Copy out again, unchanged, the listing below from the line that has "positive clicks: (28, 109)" through the line that has "rough mask: <svg".

# # # # # # #

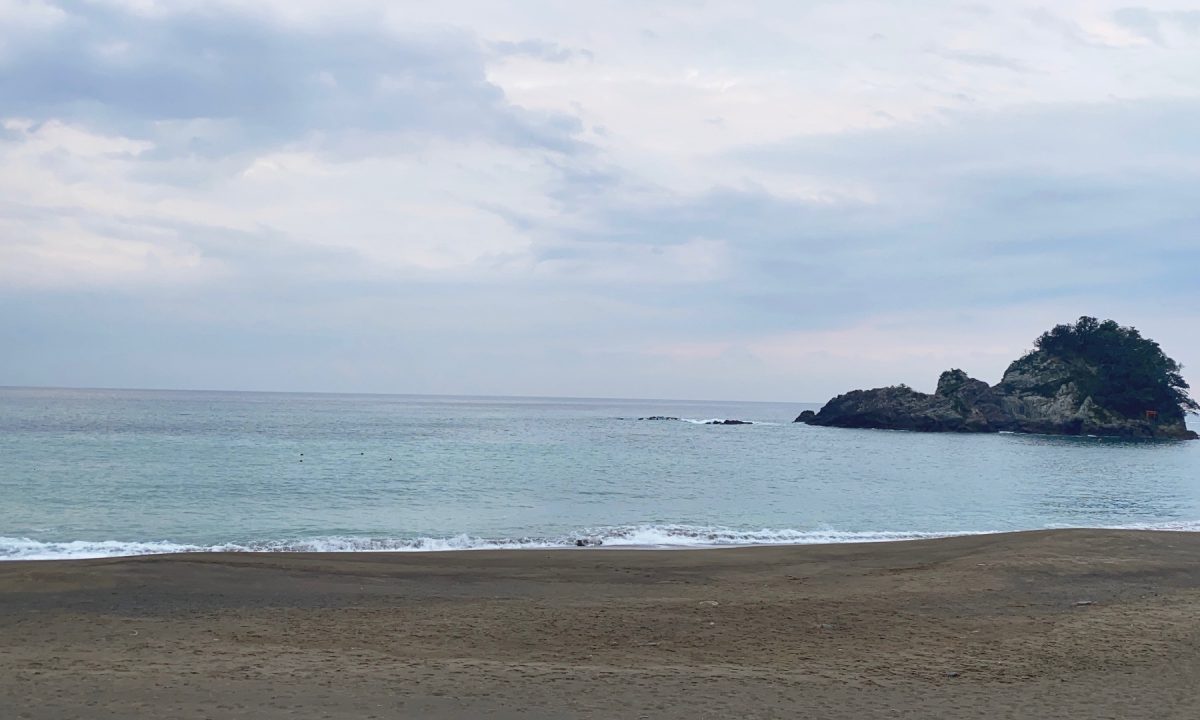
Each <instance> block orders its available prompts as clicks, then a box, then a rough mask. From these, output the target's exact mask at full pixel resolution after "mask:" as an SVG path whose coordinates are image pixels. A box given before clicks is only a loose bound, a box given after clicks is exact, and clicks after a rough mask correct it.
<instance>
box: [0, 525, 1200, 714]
mask: <svg viewBox="0 0 1200 720" xmlns="http://www.w3.org/2000/svg"><path fill="white" fill-rule="evenodd" d="M0 708H2V712H0V715H2V716H4V718H6V719H8V718H12V719H18V718H20V719H26V718H29V719H60V718H88V719H92V718H122V719H124V718H155V719H158V718H256V719H258V718H260V719H274V718H431V719H440V718H502V719H503V718H512V719H516V718H535V719H540V718H546V719H548V718H722V719H728V718H846V719H864V718H989V719H995V718H1030V719H1034V718H1038V719H1040V718H1086V719H1091V718H1114V719H1134V718H1147V719H1148V718H1157V719H1162V718H1181V719H1182V718H1187V719H1189V720H1190V719H1194V718H1200V534H1192V533H1148V532H1110V530H1054V532H1036V533H1016V534H1006V535H986V536H971V538H952V539H943V540H929V541H912V542H886V544H863V545H827V546H798V547H758V548H734V550H706V551H614V550H605V548H582V550H564V551H548V552H541V551H516V552H451V553H386V554H374V553H356V554H185V556H155V557H142V558H122V559H104V560H78V562H44V563H41V562H30V563H2V564H0Z"/></svg>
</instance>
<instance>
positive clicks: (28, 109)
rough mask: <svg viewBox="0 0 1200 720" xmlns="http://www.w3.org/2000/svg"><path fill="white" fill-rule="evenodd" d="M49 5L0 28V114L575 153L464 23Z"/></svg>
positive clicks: (162, 149) (557, 117)
mask: <svg viewBox="0 0 1200 720" xmlns="http://www.w3.org/2000/svg"><path fill="white" fill-rule="evenodd" d="M58 10H59V11H60V12H61V16H60V17H58V18H56V22H53V23H49V24H44V23H43V24H41V25H38V26H32V28H29V30H28V32H25V34H23V35H22V36H19V37H14V36H11V35H10V37H8V42H7V43H6V46H7V47H6V52H4V54H2V55H0V97H4V98H5V104H4V112H5V113H6V114H7V115H10V116H28V118H34V119H44V118H55V119H59V120H64V121H79V122H88V124H89V125H94V126H97V127H102V128H104V130H107V131H108V132H116V133H121V134H126V136H130V137H137V138H152V139H155V140H156V143H157V144H158V151H160V152H169V154H173V155H179V154H188V152H199V154H202V155H220V154H222V152H232V151H238V150H241V149H244V148H246V146H270V145H280V144H286V143H288V142H295V140H299V139H305V138H310V139H311V138H314V137H323V136H328V137H329V139H328V140H326V142H329V143H332V144H336V143H337V142H349V139H352V138H353V137H354V136H355V134H366V136H373V134H378V136H389V134H403V133H419V134H431V136H439V137H452V138H458V139H487V140H491V142H497V143H502V144H508V145H515V146H532V148H539V149H548V150H553V151H558V152H569V151H572V150H575V149H577V148H578V143H577V140H576V139H575V138H574V136H575V133H577V132H578V122H577V121H576V120H575V119H572V118H570V116H568V115H564V114H554V113H544V112H530V110H526V109H523V108H520V107H516V106H514V104H511V103H510V102H509V101H508V100H506V98H505V95H504V92H503V90H500V89H499V88H498V86H496V85H494V84H492V83H490V82H488V80H487V77H486V73H485V70H484V60H485V58H484V53H482V50H481V49H480V47H479V43H478V41H476V40H475V37H474V36H473V35H470V34H468V32H463V31H460V30H452V29H424V30H419V31H418V30H413V31H410V32H407V34H388V32H385V31H383V30H378V29H372V28H355V26H341V25H337V24H334V25H331V26H328V28H324V29H314V30H306V31H302V32H298V31H294V30H290V29H288V28H283V26H280V25H277V24H272V23H271V22H270V20H269V19H266V18H260V17H253V16H248V14H236V13H229V12H215V11H214V12H206V11H204V10H203V8H196V10H191V11H185V12H178V13H150V14H138V13H134V12H130V11H128V10H126V8H121V7H116V6H110V5H98V4H71V5H67V6H62V7H58ZM376 149H377V150H386V144H385V143H380V144H377V145H376Z"/></svg>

# # # # # # #

→ Task solution:
positive clicks: (28, 109)
rough mask: <svg viewBox="0 0 1200 720" xmlns="http://www.w3.org/2000/svg"><path fill="white" fill-rule="evenodd" d="M49 5L0 28V114L575 153L464 23Z"/></svg>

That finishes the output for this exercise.